Provided information below:
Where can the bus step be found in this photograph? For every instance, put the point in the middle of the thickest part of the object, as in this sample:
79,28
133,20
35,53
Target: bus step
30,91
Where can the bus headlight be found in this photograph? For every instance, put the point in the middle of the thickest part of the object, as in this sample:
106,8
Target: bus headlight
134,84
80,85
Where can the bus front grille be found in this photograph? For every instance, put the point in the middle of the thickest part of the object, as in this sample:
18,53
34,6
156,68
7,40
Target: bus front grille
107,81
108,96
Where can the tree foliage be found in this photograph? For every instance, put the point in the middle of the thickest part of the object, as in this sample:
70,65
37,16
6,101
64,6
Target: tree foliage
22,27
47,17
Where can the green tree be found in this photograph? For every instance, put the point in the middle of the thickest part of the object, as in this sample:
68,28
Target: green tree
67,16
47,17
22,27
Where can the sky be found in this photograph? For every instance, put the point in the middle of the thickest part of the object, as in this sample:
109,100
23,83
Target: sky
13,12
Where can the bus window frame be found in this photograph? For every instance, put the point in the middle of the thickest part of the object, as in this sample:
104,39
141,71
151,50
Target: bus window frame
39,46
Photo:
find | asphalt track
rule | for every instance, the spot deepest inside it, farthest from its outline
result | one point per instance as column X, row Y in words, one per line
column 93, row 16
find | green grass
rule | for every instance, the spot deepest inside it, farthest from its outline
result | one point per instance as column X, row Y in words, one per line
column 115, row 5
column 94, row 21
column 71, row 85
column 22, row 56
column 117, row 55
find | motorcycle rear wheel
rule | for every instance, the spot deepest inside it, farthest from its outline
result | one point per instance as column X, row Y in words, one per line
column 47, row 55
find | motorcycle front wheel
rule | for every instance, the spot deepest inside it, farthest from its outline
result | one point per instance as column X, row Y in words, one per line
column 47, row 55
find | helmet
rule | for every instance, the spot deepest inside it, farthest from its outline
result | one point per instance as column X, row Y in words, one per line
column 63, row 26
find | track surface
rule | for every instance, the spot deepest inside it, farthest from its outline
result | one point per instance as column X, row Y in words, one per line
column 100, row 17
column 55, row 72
End of Provided information.
_Instructions for the task_:
Retype every record exactly, omitting nothing.

_Task response_:
Where can the bus step be found in this photograph? For every instance, put the point in the middle of the thickest part of the object, as in this sample:
79,28
133,20
35,53
Target: bus step
30,91
Where can the bus headlight be found in this photograph? For every instance, put the point in the middle of the thickest part of the object, as in this sample:
106,8
Target: bus headlight
134,84
80,85
Where can the bus front grille be found in this photograph? For every instance, put the point in the middle of the thickest part of the object, as in this sample:
18,53
34,6
156,68
7,40
Target: bus front grille
107,81
108,96
Where can the tree foliage be found in this photograph? For every instance, put the point in the middle of the thickest part of the object, as in this sample:
70,65
37,16
6,101
64,6
Target: tree foliage
22,27
47,17
Where can the green tree be found in this photograph? For every instance, put the point in the middle of the thickest part of the object, as in this sample:
68,28
Target: green tree
67,16
47,17
22,27
Where can the sky be found in this photograph? For every instance, put the point in the middle of the thickest part of the object, as in this sample:
109,100
23,83
Target: sky
13,12
Where can the bus window frame be found in this photograph? For every instance, put the point in the middle of the thickest part of the object, as in this sample:
104,39
141,71
151,50
Target: bus window frame
39,46
Photo:
find | asphalt track
rule | for every instance, the spot deepest inside it, farthest from its outline
result | one point per instance as column X, row Y in words, one per line
column 93, row 16
find | green grass
rule | for every instance, the spot deepest inside it, farthest from its outline
result | one point per instance as column X, row Y in words, one per line
column 115, row 5
column 94, row 21
column 71, row 85
column 22, row 56
column 117, row 55
find | motorcycle rear wheel
rule | for every instance, the spot deepest inside it, farthest from its outline
result | one point per instance as column X, row Y in words, one per line
column 47, row 55
find | motorcycle front wheel
rule | for every instance, the spot deepest inside it, farthest from its outline
result | one point per instance as column X, row Y in words, one per line
column 47, row 55
find | helmet
rule | for every instance, the spot deepest inside it, farthest from its outline
result | one point per instance as column X, row Y in words, one per line
column 63, row 26
find | track surface
rule | for every instance, the spot deepest inside it, farthest from its outline
result | one point per instance as column X, row Y in words, one per line
column 100, row 17
column 55, row 72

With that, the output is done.